Passage —
—————

Abstract
The image generated by binary computer-generated holograms (CGHs) always suffers from serious speckle noise. Thanks to the fast frame rate of the binary spatial light modulator, the speckle can be significantly suppressed by intensity accumulation, i.e., the sequential display of multiple CGHs of the same scene. If enough randomness is added to the CGHs, the speckle noise can be mostly averaged out. Intuitively, the quality of the reconstructed image should be proportional to the number of intensity accumulation. However, there is no simple method to predict the dependence of the average noise and accumulation number, and we can only know the results after finishing the full computation. In this paper, we propose an empirical formula of the average noise based on the speckle phenomenon in a laser projector. Using this model, we have confirmed that the randomness induced by random phase is equivalent to that induced by random down-sampling for the generation of binary CGHs. In addition, if the computational efficiency is a concern, the CGH calculated with iterations is not recommended for intensity accumulation display. Finally, there is an upper-quality limit of the reconstructed image by intensity accumulation. Thus, a strategy for efficient intensity accumulation is suggested.

—————

Work to do —
[a] List the findings the abstract reports in its sentences beginning "Using this model," "In addition," and "Finally."
[b] In the abstract, what is the proposed empirical formula of the average noise based on?

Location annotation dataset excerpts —
—————

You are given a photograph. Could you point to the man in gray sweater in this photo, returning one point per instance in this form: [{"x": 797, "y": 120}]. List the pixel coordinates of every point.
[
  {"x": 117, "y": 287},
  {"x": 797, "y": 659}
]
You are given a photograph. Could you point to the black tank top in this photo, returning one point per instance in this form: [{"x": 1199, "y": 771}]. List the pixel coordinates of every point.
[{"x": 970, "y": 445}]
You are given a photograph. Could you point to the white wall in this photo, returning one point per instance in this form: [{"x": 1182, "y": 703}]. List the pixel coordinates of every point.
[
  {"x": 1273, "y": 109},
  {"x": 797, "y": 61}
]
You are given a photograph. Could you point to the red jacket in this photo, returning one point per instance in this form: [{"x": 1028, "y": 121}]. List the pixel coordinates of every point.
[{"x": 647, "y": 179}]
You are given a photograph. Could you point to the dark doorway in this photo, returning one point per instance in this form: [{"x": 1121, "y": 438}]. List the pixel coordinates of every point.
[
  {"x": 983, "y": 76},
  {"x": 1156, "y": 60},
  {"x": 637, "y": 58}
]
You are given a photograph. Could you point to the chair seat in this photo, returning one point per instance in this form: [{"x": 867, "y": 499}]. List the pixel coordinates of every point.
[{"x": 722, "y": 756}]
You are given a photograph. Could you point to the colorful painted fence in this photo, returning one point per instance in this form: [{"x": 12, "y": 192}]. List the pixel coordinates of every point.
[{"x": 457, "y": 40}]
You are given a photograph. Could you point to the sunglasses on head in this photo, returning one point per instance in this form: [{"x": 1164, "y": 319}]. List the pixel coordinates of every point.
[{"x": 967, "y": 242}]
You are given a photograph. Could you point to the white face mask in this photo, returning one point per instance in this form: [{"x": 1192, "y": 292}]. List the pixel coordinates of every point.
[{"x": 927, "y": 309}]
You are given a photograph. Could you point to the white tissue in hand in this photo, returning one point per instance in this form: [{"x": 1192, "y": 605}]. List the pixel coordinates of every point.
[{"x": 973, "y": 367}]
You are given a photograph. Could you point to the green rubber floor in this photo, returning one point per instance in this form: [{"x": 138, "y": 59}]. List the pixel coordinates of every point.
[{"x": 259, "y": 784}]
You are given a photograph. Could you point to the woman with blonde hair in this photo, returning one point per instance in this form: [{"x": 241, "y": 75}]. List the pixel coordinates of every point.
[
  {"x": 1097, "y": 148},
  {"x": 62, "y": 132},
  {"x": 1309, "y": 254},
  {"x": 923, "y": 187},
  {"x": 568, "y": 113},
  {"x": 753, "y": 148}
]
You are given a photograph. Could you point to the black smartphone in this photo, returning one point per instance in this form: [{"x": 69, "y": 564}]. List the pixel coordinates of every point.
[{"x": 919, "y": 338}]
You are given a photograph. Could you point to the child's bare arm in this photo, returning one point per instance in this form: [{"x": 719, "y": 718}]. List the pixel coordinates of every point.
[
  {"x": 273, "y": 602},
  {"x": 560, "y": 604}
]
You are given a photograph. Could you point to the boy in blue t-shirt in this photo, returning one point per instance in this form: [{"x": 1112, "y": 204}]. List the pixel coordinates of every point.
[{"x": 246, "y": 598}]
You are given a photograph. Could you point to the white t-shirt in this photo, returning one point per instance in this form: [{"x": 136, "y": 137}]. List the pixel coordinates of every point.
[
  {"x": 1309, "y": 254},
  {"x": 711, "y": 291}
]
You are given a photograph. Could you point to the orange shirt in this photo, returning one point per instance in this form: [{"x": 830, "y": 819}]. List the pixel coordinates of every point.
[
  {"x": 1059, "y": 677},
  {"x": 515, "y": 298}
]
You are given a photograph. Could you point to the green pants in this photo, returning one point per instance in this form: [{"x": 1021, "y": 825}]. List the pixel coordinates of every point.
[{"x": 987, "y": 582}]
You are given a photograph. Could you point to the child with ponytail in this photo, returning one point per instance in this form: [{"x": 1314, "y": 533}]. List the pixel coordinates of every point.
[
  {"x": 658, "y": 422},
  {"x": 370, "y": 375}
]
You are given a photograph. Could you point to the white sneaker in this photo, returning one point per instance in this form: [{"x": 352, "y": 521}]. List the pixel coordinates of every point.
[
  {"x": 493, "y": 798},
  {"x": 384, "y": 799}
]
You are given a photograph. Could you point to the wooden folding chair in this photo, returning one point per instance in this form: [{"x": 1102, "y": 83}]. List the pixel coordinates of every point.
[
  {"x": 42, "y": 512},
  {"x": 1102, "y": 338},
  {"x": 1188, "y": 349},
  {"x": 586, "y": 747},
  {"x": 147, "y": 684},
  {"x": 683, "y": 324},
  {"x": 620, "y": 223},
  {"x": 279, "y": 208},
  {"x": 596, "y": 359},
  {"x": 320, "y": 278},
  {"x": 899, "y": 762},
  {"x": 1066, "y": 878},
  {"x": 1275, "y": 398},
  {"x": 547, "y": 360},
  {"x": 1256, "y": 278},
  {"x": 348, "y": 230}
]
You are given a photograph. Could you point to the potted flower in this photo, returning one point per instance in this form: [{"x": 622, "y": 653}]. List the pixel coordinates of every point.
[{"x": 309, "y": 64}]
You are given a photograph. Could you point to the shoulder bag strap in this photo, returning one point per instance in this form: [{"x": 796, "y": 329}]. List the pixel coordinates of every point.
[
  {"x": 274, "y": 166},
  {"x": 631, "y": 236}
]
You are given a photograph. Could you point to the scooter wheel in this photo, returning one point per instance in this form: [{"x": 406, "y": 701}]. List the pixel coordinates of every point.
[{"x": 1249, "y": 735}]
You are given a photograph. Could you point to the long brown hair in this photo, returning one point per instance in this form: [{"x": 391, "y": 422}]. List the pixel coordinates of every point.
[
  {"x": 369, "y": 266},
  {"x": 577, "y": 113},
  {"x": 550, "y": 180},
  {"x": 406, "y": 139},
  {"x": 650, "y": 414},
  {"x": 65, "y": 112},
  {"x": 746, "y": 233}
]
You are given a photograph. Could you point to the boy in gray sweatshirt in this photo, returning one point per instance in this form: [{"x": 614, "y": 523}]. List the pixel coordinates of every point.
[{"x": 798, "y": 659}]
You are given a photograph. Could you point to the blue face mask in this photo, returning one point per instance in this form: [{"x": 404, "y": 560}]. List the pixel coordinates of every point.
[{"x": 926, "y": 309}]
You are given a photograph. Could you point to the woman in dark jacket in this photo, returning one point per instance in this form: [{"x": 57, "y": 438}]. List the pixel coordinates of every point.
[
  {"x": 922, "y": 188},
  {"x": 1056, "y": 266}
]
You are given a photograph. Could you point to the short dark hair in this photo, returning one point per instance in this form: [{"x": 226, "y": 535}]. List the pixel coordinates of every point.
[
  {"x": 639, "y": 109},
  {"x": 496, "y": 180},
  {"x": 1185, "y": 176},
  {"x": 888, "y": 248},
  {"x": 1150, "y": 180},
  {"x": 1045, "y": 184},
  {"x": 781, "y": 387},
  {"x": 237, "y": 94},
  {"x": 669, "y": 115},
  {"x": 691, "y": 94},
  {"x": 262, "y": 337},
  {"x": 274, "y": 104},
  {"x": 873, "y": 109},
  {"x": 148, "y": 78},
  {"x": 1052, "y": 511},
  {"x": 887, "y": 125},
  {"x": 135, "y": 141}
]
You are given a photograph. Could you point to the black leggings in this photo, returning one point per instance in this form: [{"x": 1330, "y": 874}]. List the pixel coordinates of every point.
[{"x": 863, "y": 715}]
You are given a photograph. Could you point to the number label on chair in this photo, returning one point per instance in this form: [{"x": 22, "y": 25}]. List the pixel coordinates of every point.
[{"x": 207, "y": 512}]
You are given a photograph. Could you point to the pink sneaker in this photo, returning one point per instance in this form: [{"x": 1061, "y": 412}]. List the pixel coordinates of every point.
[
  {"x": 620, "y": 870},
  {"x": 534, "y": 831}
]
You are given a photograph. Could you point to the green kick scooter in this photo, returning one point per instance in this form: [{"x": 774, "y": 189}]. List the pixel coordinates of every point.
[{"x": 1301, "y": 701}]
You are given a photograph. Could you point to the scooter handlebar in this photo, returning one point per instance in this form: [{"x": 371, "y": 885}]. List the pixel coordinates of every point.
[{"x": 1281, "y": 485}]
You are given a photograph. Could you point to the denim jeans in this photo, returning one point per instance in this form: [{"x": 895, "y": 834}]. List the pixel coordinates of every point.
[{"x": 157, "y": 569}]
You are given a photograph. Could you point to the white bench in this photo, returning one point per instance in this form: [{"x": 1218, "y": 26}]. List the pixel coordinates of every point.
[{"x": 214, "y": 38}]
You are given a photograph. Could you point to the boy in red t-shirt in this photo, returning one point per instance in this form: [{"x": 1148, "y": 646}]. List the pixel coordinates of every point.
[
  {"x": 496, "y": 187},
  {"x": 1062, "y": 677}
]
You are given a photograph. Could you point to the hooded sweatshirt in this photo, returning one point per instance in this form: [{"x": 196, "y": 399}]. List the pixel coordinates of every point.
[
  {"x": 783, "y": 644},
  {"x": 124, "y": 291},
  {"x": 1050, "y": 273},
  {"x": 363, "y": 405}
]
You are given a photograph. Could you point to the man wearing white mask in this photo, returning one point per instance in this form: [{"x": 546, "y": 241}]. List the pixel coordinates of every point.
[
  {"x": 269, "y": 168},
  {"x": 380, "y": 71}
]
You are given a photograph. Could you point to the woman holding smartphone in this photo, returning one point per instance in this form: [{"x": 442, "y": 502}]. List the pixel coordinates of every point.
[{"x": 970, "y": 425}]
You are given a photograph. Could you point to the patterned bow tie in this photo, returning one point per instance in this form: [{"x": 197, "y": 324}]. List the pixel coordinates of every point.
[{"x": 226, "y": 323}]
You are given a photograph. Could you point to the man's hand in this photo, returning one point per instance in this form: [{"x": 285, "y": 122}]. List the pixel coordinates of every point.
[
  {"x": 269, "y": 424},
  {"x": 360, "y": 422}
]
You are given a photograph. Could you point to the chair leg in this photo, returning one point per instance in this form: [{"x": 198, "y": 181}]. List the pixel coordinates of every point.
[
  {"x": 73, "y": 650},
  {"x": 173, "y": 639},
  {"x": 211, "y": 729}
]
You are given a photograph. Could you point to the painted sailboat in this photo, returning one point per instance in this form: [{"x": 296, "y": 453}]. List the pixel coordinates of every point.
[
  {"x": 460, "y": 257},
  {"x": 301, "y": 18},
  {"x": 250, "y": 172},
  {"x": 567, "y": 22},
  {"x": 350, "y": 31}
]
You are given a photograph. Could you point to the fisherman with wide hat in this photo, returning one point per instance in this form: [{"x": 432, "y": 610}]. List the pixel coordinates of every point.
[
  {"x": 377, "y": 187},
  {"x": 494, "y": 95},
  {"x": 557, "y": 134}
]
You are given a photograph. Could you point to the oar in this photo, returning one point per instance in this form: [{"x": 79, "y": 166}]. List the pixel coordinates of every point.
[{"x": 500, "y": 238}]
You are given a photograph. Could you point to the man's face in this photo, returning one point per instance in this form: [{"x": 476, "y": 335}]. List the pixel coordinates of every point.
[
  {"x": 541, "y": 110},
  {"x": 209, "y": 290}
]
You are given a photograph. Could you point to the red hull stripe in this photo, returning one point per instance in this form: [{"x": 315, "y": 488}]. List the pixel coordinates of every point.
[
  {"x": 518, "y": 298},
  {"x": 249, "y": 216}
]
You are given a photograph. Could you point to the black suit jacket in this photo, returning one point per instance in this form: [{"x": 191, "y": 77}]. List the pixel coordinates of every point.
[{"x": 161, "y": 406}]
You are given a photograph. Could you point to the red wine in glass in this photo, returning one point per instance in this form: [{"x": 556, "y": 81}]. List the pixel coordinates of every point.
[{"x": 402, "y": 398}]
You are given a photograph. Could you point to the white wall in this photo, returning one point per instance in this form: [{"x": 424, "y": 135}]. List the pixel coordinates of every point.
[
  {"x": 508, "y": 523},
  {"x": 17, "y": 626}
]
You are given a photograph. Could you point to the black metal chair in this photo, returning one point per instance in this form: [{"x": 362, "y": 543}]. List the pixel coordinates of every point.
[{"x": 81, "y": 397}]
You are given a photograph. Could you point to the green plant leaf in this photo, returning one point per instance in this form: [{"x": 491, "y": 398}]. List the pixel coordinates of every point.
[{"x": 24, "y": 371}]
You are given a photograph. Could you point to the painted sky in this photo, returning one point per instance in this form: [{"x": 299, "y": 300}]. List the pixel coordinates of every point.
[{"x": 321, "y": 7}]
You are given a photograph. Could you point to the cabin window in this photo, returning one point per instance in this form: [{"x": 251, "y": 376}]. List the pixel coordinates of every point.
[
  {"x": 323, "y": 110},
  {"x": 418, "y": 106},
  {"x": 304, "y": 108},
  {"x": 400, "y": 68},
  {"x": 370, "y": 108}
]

—————

Results of the exercise —
[a]
- The randomness induced by random phase is equivalent to that induced by random down-sampling for the generation of binary CGHs.
- If computational efficiency is a concern, the CGH calculated with iterations is not recommended for intensity accumulation display.
- There is an upper-quality limit of the reconstructed image by intensity accumulation.

[b] The speckle phenomenon in a laser projector.